:: Objective ::
Render all of the items below as a Markdown table with two columns, No. and Line, giving each non-blank line its own numbered row.

:: Available records ::
◇ ◇ ◇
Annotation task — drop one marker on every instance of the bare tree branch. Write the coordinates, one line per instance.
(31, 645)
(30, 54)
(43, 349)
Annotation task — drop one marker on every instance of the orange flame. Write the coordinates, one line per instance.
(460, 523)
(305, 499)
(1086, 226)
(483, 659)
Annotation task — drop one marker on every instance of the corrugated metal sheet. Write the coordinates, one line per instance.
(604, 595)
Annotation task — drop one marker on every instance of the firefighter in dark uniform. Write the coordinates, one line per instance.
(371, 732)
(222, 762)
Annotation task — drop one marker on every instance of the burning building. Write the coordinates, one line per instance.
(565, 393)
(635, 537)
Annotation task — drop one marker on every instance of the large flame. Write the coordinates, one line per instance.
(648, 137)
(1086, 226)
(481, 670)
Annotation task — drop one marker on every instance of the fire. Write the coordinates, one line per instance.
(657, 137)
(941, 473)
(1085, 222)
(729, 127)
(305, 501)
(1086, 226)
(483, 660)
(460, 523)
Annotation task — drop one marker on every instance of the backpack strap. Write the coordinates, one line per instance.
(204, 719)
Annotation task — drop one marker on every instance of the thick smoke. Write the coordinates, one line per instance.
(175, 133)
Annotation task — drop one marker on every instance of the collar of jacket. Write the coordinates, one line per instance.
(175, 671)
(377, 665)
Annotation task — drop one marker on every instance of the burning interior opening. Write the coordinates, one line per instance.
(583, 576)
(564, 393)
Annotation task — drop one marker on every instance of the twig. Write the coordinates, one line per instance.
◇ ◇ ◇
:: Output for this exercise ::
| No. | Line |
|---|---|
| 1 | Annotation task — drop one marker on every instance of the bare tree branch. Write the coordinates, one line per instance. |
| 2 | (31, 645) |
| 3 | (30, 54) |
| 4 | (43, 349) |
| 5 | Annotation task — drop one marker on every instance of the orange flame. Write the coordinates, one line per instance. |
| 6 | (460, 523) |
| 7 | (305, 499) |
| 8 | (1086, 226) |
| 9 | (483, 659) |
| 10 | Annotation task — drop one marker on every instance of the corrugated metal sheet. Write the coordinates, one line per instance. |
| 11 | (604, 595) |
| 12 | Annotation task — drop one marker on every instance of the firefighter in dark uniform. Write the coordinates, one line per instance. |
| 13 | (371, 732) |
| 14 | (222, 762) |
| 15 | Annotation task — drop one marker on every instance of the burning building. Write the coordinates, one line per instance. |
| 16 | (565, 393) |
| 17 | (635, 537) |
| 18 | Annotation task — drop one marker on every instance of the large flame. Write the coordinates, one line per instance. |
| 19 | (648, 137) |
| 20 | (1086, 226) |
| 21 | (481, 670) |
| 22 | Annotation task — drop one marker on every instance of the fire. Write the coordinates, one line per instance. |
| 23 | (657, 137) |
| 24 | (941, 473) |
| 25 | (1085, 222) |
| 26 | (729, 127) |
| 27 | (305, 501) |
| 28 | (1086, 226) |
| 29 | (483, 660) |
| 30 | (460, 523) |
| 31 | Annotation task — drop one marker on every instance of the backpack strap. Write the coordinates, one line per instance. |
| 32 | (204, 719) |
| 33 | Annotation task — drop one marker on every instance of the thick smoke. Write the coordinates, one line per instance. |
| 34 | (175, 133) |
| 35 | Annotation task — drop one marker on every instance of the collar of jacket. Write the coordinates, one line per instance. |
| 36 | (175, 671) |
| 37 | (377, 665) |
| 38 | Annotation task — drop one marker on every instance of the burning interior opening. Write the coordinates, one line per instance. |
| 39 | (583, 576) |
| 40 | (564, 393) |
| 41 | Annotation task — drop one marker on every instance of the twig. Write the coordinates, one line per instance. |